* Begin *
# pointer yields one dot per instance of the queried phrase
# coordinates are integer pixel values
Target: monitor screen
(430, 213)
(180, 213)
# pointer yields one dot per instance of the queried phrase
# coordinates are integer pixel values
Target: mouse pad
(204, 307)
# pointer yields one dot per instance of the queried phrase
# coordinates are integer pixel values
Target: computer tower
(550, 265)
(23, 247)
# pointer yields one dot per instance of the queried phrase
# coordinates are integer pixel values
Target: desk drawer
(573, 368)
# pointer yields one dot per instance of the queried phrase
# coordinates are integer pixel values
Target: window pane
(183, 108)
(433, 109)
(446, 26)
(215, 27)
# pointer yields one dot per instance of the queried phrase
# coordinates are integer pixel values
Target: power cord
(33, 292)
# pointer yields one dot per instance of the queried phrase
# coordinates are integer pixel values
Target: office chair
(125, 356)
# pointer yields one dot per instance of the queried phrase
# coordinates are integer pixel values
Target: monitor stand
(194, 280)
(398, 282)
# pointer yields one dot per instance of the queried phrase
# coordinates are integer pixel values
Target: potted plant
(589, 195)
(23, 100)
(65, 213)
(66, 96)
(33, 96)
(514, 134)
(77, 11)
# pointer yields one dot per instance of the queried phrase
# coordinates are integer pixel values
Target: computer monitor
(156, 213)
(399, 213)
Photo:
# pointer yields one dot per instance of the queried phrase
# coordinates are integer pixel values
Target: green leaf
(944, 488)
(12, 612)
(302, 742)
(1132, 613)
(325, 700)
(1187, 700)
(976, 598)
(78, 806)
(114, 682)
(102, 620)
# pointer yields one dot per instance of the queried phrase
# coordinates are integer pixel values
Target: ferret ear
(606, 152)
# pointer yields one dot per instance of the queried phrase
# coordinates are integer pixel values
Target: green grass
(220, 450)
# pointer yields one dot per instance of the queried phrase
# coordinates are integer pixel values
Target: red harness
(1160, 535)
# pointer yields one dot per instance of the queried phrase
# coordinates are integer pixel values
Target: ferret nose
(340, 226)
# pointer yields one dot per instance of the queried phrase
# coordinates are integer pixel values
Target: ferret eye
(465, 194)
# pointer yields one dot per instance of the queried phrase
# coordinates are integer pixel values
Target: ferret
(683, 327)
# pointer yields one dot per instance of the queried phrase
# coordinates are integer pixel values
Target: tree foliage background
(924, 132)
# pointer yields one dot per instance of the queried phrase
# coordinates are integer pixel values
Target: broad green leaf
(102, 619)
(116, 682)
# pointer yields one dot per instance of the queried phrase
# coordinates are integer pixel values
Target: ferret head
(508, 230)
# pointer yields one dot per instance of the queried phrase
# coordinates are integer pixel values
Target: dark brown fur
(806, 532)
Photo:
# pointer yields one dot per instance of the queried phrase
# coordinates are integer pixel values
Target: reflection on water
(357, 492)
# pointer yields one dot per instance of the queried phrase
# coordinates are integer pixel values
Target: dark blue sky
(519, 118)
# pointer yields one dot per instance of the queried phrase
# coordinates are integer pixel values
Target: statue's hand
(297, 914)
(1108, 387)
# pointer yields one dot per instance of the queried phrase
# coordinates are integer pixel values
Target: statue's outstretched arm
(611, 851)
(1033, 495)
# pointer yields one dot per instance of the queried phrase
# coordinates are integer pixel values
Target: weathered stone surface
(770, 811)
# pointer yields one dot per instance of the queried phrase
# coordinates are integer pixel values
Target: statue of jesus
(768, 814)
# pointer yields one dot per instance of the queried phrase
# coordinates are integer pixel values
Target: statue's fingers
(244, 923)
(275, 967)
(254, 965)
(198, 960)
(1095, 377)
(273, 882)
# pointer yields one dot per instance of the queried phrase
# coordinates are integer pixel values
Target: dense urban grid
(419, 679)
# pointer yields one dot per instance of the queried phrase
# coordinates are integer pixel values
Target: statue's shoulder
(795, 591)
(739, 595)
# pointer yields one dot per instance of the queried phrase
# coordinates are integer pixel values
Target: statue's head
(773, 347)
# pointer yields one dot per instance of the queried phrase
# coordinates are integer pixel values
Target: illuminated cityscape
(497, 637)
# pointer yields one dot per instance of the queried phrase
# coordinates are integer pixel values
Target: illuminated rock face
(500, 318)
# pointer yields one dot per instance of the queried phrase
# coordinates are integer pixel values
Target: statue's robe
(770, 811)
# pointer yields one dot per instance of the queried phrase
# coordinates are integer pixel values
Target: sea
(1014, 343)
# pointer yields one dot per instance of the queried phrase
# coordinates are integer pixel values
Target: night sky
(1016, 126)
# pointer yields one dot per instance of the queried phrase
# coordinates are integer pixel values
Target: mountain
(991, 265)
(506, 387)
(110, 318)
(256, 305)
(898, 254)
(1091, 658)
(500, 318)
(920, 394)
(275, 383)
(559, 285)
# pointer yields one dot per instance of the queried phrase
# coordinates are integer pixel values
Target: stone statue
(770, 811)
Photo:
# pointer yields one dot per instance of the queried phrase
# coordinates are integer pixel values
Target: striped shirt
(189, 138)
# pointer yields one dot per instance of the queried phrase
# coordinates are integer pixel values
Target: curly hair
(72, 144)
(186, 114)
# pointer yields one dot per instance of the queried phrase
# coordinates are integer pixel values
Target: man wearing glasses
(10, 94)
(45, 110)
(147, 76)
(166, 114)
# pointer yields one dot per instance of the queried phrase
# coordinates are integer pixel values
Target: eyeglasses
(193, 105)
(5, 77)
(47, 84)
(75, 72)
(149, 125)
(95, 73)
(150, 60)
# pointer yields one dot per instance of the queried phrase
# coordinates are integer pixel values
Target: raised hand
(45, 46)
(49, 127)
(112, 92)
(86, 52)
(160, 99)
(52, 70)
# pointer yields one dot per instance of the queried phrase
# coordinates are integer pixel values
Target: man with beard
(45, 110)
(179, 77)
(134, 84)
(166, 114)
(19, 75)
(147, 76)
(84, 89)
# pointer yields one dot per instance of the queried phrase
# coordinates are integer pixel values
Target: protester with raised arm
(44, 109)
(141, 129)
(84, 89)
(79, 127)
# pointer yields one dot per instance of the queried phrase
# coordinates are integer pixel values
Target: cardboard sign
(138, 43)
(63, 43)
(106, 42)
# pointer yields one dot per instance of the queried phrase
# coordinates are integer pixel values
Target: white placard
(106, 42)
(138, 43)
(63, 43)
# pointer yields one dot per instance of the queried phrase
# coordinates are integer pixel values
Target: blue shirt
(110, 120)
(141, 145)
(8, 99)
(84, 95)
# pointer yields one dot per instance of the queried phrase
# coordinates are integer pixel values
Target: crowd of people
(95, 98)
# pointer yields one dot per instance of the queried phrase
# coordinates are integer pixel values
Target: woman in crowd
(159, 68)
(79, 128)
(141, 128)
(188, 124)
* End *
**Written request**
Please identify each line of the records that contains the word "raised", and copy those lines in full.

**Answer to the task**
Target: raised hand
Target: protester with raised arm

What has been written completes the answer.